» WHAT THE TASK ASKS:
Word for word, retype every line of the data.

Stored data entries
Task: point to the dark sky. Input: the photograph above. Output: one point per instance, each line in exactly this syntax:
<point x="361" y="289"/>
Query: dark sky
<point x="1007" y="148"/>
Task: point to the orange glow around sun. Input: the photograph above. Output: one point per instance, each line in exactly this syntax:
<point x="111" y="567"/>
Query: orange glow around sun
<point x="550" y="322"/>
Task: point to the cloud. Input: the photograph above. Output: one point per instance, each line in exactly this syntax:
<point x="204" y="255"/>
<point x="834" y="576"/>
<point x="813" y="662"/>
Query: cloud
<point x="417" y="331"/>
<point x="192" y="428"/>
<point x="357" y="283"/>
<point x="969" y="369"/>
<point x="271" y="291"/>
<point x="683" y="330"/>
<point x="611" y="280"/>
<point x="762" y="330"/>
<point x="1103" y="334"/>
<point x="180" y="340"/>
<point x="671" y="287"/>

» ANSWER FOR THE TASK:
Task: point to the dark sky. Input: the photograph above. Output: one point per instance, each line in exactly this syntax:
<point x="361" y="289"/>
Query: dark sky
<point x="1007" y="148"/>
Task: point to the orange glow around sun. Input: the photograph above. Output: one point per instance, each line in exactly this syntax:
<point x="111" y="567"/>
Query: orange glow around sun
<point x="550" y="322"/>
Task: point to the cloud. Input: the photograph above. Output: one point per instance, each line in exactly this syntax:
<point x="204" y="255"/>
<point x="834" y="576"/>
<point x="813" y="662"/>
Query: cloud
<point x="417" y="331"/>
<point x="192" y="428"/>
<point x="357" y="283"/>
<point x="969" y="369"/>
<point x="271" y="291"/>
<point x="683" y="330"/>
<point x="611" y="280"/>
<point x="762" y="330"/>
<point x="1103" y="334"/>
<point x="180" y="340"/>
<point x="671" y="287"/>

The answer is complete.